#### Task requirements
Across the whole listing, copy out every line that includes the string "iguana".

Supplied information Block Start

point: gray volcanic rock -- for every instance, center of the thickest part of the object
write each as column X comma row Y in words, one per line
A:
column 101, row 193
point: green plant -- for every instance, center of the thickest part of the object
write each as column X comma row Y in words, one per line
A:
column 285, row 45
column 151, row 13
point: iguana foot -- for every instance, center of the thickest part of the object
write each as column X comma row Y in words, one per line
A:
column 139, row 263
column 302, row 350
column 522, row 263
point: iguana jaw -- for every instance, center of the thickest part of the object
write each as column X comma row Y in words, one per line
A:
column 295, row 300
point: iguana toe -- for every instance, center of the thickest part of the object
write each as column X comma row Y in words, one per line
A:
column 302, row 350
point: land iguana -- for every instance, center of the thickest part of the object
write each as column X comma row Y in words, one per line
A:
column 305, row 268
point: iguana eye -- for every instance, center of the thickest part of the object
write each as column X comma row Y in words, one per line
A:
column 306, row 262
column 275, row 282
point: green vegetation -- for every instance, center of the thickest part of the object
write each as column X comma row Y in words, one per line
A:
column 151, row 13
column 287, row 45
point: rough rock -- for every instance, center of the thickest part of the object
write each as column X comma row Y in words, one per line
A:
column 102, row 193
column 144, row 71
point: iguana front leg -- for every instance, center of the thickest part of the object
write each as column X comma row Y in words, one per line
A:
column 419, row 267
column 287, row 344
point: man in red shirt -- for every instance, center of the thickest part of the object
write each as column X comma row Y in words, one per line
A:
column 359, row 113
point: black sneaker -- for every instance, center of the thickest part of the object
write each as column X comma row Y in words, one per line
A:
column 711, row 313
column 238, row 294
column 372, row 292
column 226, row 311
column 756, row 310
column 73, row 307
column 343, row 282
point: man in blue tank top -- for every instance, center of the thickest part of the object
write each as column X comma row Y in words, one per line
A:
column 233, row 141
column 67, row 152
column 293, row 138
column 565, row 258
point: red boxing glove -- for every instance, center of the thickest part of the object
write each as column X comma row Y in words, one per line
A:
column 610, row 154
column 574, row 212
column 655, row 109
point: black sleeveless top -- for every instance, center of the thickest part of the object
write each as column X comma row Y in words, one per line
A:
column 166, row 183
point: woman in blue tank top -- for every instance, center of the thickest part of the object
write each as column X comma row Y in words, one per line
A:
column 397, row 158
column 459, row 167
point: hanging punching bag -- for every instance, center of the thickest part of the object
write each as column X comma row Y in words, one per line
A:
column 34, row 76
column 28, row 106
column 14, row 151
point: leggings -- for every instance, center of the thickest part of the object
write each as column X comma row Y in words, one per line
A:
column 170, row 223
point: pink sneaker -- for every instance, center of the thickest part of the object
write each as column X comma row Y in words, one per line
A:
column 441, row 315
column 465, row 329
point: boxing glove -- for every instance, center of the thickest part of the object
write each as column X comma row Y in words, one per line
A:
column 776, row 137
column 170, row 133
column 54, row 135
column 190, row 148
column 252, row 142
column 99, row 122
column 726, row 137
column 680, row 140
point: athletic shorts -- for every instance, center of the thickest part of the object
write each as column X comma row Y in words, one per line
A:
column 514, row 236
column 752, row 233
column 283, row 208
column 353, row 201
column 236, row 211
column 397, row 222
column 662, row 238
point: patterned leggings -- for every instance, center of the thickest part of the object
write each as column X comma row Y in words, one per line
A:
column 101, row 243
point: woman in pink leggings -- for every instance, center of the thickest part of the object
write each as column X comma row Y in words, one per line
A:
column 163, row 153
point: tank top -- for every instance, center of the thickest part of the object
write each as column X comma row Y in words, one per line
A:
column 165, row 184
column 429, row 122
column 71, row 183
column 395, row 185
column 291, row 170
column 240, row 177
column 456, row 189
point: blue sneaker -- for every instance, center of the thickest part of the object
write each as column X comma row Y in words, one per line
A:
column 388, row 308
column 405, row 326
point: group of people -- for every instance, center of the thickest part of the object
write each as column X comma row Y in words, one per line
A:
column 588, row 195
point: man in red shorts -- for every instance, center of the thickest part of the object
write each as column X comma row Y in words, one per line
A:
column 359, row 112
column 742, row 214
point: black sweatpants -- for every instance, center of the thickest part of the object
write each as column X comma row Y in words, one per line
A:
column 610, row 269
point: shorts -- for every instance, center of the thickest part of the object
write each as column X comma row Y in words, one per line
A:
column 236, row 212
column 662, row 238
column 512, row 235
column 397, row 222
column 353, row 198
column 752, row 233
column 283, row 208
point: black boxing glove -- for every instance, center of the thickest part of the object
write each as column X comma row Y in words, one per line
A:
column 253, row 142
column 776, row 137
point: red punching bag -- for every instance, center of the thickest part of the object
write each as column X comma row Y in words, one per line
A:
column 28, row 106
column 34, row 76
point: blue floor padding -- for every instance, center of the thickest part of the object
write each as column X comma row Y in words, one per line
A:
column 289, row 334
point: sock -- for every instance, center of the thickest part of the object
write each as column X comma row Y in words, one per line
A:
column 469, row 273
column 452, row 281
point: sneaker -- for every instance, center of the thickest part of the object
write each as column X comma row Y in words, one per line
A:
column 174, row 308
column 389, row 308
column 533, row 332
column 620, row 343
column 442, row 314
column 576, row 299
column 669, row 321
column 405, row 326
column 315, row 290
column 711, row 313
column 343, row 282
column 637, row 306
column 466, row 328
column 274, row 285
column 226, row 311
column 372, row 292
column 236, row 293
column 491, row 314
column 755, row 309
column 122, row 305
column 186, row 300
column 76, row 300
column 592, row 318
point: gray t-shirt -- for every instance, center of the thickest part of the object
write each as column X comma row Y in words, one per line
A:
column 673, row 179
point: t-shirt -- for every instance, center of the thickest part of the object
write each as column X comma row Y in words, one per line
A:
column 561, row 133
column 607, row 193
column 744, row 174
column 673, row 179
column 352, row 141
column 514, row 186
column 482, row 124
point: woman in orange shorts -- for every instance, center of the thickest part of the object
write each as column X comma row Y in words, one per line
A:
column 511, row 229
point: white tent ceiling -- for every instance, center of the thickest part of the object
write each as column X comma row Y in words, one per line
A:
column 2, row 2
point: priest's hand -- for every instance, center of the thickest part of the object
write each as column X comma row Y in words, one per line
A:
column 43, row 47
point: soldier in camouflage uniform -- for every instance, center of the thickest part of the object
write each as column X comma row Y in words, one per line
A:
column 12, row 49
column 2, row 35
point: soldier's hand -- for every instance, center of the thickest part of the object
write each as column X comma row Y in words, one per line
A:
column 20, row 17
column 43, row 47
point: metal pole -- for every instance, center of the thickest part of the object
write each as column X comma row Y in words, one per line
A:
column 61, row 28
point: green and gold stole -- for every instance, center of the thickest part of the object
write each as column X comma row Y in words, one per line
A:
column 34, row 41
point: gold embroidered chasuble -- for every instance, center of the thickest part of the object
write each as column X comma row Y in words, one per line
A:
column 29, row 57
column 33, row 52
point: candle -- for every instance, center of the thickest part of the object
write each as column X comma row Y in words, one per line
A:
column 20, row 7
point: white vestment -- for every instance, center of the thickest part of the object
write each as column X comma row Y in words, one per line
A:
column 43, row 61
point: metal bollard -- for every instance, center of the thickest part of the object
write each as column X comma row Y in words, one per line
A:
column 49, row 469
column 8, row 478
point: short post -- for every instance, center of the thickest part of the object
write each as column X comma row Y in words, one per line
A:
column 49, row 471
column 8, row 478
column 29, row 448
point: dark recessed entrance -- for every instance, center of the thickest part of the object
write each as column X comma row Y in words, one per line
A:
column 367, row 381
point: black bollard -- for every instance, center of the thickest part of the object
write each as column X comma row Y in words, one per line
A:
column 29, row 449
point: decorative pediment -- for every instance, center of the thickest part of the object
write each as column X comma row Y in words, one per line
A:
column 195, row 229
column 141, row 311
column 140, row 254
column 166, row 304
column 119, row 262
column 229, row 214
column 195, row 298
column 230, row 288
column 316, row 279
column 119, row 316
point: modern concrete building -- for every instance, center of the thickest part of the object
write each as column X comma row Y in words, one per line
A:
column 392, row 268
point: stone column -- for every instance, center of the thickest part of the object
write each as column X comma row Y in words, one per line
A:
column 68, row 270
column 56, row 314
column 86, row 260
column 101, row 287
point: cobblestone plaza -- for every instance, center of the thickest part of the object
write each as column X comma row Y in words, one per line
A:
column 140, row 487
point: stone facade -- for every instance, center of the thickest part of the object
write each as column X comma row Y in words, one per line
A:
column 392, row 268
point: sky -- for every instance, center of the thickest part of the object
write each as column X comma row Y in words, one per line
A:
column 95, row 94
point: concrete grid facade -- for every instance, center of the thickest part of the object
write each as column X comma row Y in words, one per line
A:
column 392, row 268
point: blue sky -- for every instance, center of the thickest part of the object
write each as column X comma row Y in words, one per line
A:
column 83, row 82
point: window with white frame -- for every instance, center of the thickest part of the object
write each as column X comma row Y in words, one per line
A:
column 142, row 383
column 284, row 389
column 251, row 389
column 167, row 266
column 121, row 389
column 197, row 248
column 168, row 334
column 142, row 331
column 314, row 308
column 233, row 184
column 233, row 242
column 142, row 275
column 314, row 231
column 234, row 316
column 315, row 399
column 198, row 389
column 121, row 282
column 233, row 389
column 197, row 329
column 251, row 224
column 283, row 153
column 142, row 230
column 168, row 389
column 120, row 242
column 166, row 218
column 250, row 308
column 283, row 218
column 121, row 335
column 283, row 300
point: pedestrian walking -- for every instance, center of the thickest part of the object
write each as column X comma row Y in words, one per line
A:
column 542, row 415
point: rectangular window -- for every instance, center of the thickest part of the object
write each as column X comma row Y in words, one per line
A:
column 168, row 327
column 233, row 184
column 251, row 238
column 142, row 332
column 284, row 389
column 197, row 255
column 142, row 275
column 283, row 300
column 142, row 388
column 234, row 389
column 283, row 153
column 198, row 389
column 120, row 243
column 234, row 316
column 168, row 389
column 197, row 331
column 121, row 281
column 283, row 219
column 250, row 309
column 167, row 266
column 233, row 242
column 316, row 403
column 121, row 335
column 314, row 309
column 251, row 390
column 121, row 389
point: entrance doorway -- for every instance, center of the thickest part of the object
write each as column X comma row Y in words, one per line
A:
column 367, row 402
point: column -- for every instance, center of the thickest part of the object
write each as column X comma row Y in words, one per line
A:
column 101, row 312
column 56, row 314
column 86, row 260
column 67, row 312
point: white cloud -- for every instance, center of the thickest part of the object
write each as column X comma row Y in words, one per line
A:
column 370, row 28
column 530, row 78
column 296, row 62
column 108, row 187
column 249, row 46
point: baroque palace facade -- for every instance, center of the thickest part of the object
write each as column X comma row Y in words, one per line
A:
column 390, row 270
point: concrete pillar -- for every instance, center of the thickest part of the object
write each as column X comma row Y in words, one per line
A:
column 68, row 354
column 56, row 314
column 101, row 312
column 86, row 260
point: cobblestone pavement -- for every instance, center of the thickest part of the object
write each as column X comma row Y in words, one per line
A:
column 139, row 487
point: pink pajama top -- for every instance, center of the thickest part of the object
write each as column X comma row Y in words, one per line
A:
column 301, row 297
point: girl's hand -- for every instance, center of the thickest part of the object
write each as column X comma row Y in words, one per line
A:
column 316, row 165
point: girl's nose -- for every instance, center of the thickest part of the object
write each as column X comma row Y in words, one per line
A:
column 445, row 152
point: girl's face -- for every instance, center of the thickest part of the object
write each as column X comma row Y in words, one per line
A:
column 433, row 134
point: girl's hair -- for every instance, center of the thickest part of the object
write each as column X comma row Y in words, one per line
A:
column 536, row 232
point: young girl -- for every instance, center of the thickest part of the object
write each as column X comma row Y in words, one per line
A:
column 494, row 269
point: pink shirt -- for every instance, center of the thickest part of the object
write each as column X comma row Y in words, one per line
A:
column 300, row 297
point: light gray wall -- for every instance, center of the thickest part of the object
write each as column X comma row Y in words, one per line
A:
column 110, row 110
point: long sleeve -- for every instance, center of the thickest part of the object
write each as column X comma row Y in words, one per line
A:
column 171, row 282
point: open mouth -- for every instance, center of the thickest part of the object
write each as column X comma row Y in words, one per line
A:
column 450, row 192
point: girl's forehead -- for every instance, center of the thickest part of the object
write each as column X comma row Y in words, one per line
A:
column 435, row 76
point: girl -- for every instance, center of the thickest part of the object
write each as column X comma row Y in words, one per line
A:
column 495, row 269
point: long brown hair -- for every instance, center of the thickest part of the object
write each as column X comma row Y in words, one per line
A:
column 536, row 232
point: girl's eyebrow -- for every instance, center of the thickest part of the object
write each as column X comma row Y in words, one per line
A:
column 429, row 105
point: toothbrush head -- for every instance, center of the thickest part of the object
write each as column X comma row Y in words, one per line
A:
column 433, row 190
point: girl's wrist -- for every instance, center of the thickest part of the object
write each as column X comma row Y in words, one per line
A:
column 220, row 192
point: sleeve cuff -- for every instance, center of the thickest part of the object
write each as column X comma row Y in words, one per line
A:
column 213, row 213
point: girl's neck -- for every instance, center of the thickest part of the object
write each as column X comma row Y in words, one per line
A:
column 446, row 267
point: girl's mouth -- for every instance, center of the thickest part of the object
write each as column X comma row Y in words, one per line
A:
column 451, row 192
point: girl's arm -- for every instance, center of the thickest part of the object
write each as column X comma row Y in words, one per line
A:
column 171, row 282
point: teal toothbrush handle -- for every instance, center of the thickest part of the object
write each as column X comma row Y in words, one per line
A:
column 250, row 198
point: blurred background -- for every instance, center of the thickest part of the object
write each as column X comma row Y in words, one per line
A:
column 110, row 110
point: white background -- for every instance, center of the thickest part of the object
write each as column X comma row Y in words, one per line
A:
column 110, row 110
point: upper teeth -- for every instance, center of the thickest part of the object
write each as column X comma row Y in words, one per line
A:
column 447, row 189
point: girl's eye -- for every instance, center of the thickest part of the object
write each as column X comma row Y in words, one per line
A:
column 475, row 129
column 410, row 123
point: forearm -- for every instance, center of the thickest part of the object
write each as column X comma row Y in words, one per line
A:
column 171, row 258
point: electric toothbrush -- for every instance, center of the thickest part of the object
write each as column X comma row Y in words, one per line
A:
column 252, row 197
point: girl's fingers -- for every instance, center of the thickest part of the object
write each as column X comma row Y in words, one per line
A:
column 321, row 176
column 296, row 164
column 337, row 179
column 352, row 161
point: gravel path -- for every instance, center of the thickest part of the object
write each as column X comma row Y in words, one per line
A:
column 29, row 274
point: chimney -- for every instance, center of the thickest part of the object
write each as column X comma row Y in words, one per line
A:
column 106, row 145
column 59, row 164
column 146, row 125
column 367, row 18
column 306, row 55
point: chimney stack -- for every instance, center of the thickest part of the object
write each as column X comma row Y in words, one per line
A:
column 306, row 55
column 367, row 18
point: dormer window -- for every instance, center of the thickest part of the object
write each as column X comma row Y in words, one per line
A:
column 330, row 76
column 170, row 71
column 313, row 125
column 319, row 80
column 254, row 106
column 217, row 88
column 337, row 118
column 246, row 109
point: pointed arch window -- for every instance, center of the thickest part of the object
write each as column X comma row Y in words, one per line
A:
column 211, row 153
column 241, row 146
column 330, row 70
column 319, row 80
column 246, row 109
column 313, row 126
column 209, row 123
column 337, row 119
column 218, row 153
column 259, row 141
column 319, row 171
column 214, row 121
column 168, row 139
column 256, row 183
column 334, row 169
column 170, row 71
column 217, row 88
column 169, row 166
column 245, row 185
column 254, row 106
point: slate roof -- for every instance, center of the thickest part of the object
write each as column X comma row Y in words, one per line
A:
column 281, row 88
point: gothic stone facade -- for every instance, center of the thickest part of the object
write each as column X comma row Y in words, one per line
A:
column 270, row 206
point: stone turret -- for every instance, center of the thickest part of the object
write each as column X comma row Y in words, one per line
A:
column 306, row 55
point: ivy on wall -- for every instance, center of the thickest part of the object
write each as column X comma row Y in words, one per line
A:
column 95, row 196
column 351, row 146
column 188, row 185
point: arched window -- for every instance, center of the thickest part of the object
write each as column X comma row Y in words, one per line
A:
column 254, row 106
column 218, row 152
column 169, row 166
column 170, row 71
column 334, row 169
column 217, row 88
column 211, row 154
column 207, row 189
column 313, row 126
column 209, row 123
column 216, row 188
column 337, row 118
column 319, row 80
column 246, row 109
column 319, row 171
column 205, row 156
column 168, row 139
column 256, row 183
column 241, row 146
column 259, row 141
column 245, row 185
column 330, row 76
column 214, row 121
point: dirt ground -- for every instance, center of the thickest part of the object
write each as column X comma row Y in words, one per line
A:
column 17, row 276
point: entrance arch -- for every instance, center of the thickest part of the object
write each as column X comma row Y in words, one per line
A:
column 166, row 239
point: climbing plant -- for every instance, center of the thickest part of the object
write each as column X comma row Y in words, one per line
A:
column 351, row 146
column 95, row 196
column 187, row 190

Supplied information Block End

#### Exercise response
point: iguana foot -- for every instance, center of the thickest part of the object
point: iguana jaw -- for every instance, center of the thickest part of the object
point: iguana toe -- for every instance, center of the thickest part of the object
point: land iguana -- for every instance, center of the thickest part of the object
point: iguana eye -- for every instance, center of the thickest part of the object
point: iguana front leg -- for every instance, center of the thickest part of the object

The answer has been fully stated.